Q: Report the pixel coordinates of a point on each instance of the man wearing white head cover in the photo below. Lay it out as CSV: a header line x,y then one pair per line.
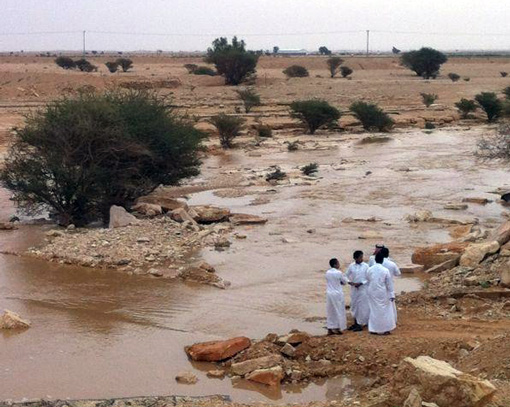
x,y
335,302
357,275
381,296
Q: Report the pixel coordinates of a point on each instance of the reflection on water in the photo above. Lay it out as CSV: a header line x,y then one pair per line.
x,y
106,334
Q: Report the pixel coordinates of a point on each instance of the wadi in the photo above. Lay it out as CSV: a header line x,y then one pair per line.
x,y
166,228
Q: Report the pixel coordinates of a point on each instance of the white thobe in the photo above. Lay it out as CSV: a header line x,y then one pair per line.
x,y
395,272
360,310
335,302
380,292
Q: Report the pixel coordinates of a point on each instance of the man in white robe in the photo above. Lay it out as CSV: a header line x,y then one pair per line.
x,y
394,271
357,275
381,296
335,302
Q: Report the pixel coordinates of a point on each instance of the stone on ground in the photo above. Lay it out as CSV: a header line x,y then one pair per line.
x,y
186,378
270,377
438,382
217,350
475,253
248,366
119,217
11,320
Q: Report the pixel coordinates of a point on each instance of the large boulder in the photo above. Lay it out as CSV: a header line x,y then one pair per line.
x,y
501,234
437,254
437,381
269,377
166,203
210,214
217,350
11,320
119,217
245,219
248,366
475,253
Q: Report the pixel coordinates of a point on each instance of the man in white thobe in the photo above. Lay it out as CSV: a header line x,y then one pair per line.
x,y
357,275
335,302
381,296
394,271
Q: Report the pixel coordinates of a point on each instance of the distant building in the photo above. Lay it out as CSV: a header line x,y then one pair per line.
x,y
292,52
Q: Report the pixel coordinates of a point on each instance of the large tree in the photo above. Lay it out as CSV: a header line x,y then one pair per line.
x,y
426,62
80,155
232,60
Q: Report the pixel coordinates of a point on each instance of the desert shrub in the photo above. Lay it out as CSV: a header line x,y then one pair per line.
x,y
125,63
490,104
296,71
466,106
324,51
426,62
334,65
65,62
249,98
112,66
345,71
205,70
85,66
229,127
310,169
81,154
497,145
191,68
315,113
428,98
372,117
264,131
277,174
232,60
292,145
453,76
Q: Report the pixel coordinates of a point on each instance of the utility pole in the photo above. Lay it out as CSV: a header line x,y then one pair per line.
x,y
368,42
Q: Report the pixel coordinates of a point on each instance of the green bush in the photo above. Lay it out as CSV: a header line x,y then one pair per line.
x,y
229,127
65,62
125,63
426,62
315,113
296,71
428,98
264,131
249,98
191,68
79,155
112,66
334,65
345,71
85,66
232,60
205,70
372,117
310,169
490,104
453,76
465,107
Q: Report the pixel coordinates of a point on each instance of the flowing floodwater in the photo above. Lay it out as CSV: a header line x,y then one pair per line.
x,y
100,334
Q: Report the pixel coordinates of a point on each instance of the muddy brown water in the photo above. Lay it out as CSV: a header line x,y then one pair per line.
x,y
100,334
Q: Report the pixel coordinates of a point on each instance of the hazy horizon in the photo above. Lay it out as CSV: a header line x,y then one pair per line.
x,y
191,25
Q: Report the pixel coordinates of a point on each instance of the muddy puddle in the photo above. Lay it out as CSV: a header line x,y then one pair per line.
x,y
100,334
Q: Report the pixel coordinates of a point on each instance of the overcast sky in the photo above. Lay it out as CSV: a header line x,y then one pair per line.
x,y
262,23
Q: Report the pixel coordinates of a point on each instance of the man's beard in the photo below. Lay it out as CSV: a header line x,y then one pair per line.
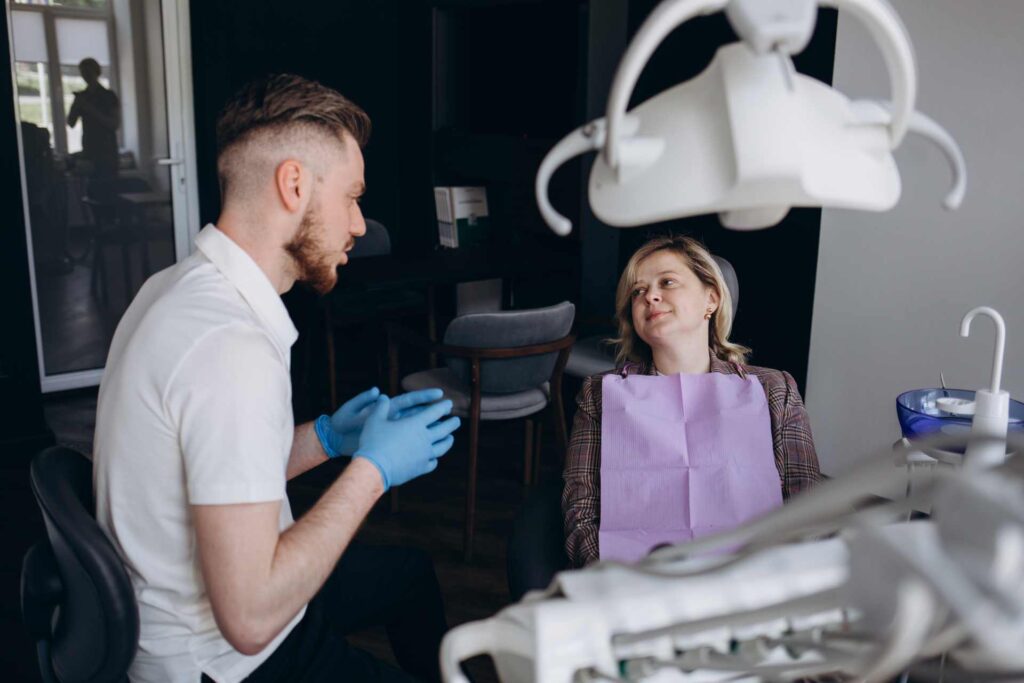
x,y
312,262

┄┄┄┄┄┄┄┄┄┄

What to do:
Do not include the pictures. Quote only the lines from the line with "of the utility" through the end of the material, both ends included, exactly.

Output of the task:
Q: Report the pixel coordinates of a point on each instance of the utility pole in the photo above. Lay it out as CSV: a header line x,y then one pair per line.
x,y
368,42
Q: Report the pixel coordinates of a point on each instance of the green bush in the photo above. Lay it out as CSV: a header line x,y then one pair per line.
x,y
229,127
65,62
125,63
426,62
315,113
296,71
428,98
264,131
249,98
191,68
79,155
112,66
334,65
345,71
85,66
232,60
205,70
372,117
310,169
490,104
453,76
465,107
Q: Report the pixel coordinates of a point on each instance of the flowing floodwater in the photo above. Lay it out as CSV: a header line x,y then one pair per line.
x,y
100,334
Q: Report the pixel coordinates of a point on each instance of the muddy brown water in the photo above. Lay it out as CSV: a header line x,y then one pair per line.
x,y
100,334
Q: Report the pixel coordinates of a point on each instance of the hazy horizon in the photo above. Lay it out as CSV: a header line x,y then one pair per line.
x,y
191,25
Q: Report the pixel coordinates of a point on each instance of the muddy puddle in the photo above. Lay it out as CSV: a header line x,y then one pair per line.
x,y
100,334
Q: Report the pixel coordinates of a point on each instance of the overcast sky in the photo above. Lay it out as CSV: a header line x,y then one pair per line.
x,y
262,23
Q: Report the pixel coordinates of a point on each instance of the man's beard in the photo below. Lay it out as CSV: a header line x,y then one pair per line.
x,y
312,262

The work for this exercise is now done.